Entries provided
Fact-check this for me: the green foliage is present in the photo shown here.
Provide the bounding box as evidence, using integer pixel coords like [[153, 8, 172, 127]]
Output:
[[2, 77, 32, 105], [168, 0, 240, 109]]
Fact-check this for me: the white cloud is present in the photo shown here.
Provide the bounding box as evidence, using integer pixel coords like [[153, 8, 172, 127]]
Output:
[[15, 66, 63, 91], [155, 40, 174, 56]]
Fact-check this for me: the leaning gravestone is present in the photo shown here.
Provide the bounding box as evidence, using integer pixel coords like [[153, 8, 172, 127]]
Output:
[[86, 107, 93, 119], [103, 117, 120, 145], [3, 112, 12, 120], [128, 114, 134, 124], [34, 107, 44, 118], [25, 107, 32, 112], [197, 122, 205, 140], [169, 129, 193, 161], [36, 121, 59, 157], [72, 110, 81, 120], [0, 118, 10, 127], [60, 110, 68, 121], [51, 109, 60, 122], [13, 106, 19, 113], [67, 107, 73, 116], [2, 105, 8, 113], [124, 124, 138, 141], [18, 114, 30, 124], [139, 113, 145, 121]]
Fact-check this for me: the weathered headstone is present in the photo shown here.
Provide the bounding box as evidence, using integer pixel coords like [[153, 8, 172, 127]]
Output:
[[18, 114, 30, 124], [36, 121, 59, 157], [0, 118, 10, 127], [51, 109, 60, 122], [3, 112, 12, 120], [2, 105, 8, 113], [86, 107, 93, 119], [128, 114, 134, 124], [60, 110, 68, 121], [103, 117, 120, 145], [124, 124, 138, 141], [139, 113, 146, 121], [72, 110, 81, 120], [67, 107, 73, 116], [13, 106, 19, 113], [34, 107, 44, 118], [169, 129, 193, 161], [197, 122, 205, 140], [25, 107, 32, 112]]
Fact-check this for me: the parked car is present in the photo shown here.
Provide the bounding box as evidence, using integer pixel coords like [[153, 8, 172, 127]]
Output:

Task to complete
Rewrite all of the records above, changing "Fact-check this for me" to "Verify this claim" wherever it occurs and leaving everything else untouched.

Result below
Verify this claim: the green foliage is present in the photo shown here.
Provide the bounding box as evidence, using integer pixel coords like [[153, 8, 172, 127]]
Output:
[[2, 77, 32, 105], [168, 0, 240, 109]]
Verify this claim: the white cloud is present in the photo shown here.
Provide the bounding box as evidence, using integer pixel coords like [[153, 8, 172, 127]]
Output:
[[15, 66, 63, 91], [155, 40, 174, 56]]
Verify this claim: the leaning gravestone is present in the photo shown here.
Provide the bounding box as evidence, using integer pixel coords like [[153, 8, 172, 127]]
Output:
[[86, 107, 93, 119], [103, 117, 120, 145], [3, 112, 12, 120], [128, 114, 134, 124], [34, 107, 44, 118], [25, 107, 32, 112], [197, 122, 205, 140], [169, 129, 193, 161], [36, 121, 59, 157], [72, 110, 81, 120], [0, 118, 10, 127], [60, 110, 68, 121], [51, 109, 60, 122], [13, 106, 19, 113], [67, 107, 73, 116], [2, 105, 8, 113], [124, 124, 138, 141], [18, 114, 30, 124], [139, 113, 145, 121]]
Verify this claim: the weathered headstone is present in the photo shown here.
Provide the bounding box as evidence, using integer pixel coords like [[153, 8, 172, 127]]
Output:
[[18, 114, 30, 124], [36, 121, 59, 157], [0, 118, 10, 127], [51, 109, 60, 122], [3, 112, 12, 120], [2, 105, 8, 113], [86, 107, 93, 119], [128, 114, 134, 124], [60, 110, 68, 121], [103, 117, 120, 145], [124, 124, 138, 141], [139, 113, 146, 121], [72, 110, 81, 120], [67, 107, 73, 116], [13, 106, 19, 113], [34, 107, 44, 118], [169, 129, 193, 161], [197, 122, 205, 140], [25, 107, 32, 112]]
Verify this claim: the parked car is present in the photo shown here.
Provide the bounding box as evidence, using integer pixel coords like [[153, 8, 172, 127]]
Output:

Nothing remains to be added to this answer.